Match the word "mirror". Return each line of the data below where it appears.

---------- GIVEN DATA

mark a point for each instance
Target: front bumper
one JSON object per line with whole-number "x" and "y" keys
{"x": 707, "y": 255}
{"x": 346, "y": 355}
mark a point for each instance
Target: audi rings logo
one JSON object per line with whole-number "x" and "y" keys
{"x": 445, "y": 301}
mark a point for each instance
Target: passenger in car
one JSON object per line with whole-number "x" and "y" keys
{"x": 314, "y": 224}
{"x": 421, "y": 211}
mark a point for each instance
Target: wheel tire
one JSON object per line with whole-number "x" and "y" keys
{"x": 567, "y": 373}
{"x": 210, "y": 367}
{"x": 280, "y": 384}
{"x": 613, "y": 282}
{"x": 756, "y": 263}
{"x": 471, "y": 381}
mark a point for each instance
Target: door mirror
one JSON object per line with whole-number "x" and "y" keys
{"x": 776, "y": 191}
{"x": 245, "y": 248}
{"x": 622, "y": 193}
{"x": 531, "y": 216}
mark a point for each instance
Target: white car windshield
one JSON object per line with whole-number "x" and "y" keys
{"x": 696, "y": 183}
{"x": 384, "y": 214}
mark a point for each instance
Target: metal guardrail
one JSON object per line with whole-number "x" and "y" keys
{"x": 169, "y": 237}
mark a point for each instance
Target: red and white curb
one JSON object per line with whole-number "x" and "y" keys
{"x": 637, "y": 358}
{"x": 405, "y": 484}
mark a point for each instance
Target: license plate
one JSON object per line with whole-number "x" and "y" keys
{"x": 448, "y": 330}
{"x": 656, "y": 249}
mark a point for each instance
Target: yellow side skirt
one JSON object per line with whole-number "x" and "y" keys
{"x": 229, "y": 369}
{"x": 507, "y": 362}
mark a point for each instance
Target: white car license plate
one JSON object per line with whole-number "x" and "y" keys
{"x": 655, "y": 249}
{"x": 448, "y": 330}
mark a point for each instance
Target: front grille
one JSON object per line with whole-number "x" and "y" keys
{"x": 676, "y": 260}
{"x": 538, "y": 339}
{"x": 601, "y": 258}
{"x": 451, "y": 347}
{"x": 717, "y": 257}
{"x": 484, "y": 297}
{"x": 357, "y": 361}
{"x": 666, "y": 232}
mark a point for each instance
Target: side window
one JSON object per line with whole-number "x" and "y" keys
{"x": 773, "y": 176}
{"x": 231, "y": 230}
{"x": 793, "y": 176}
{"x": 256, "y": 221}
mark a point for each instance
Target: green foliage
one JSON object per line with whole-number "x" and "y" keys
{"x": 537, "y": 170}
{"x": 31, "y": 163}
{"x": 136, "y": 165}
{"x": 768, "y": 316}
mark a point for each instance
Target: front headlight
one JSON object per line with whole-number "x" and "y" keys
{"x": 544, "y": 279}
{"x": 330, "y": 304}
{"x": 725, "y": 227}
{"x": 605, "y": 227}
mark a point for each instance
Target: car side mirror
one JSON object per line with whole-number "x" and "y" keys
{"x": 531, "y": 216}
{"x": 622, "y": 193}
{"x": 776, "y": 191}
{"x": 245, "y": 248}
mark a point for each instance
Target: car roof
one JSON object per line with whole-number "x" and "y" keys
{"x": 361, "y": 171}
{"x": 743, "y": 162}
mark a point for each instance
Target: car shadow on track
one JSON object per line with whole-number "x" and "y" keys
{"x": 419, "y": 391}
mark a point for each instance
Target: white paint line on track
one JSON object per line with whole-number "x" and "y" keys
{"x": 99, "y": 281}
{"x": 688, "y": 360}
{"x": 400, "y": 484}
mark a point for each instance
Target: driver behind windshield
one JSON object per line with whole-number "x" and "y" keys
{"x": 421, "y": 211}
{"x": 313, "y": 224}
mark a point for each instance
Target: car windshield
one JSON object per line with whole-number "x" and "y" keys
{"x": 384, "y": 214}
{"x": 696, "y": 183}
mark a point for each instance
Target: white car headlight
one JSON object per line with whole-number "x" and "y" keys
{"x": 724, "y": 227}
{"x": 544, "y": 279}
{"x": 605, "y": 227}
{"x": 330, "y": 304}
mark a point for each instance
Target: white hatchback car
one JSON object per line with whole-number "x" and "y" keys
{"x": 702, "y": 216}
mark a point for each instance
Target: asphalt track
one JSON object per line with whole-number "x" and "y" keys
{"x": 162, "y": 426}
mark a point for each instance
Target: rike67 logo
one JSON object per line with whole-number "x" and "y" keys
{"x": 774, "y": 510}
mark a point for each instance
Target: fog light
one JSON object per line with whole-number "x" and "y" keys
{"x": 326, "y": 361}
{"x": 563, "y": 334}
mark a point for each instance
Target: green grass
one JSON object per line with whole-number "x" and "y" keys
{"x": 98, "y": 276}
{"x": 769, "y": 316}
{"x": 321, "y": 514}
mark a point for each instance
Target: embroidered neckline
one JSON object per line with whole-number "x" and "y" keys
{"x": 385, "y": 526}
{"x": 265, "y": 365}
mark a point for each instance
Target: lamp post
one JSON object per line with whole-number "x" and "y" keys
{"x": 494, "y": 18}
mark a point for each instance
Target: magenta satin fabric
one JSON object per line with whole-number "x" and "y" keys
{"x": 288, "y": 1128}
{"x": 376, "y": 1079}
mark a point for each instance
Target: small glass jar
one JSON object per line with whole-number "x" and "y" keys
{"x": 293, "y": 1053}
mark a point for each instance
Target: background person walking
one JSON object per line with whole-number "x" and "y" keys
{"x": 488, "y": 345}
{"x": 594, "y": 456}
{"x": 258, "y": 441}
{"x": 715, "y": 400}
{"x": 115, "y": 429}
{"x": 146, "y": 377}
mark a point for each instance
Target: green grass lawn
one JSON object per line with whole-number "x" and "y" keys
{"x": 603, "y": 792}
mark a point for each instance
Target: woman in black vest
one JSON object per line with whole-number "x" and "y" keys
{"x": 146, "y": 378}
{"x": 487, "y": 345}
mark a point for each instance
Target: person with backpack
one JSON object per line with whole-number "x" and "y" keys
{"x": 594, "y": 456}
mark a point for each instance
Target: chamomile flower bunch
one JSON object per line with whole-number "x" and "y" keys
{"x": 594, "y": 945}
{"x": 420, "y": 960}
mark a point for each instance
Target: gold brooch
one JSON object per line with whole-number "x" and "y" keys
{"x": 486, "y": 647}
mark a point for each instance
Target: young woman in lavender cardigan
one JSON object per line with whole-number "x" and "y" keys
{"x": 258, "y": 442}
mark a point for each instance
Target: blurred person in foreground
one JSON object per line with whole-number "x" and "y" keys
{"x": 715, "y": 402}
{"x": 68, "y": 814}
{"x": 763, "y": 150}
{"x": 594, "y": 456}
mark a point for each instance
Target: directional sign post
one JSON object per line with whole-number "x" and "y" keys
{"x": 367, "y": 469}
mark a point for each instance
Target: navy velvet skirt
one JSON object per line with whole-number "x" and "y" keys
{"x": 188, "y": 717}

--------------------

_EXERCISE SOLUTION_
Target: door mirror
Target: car side mirror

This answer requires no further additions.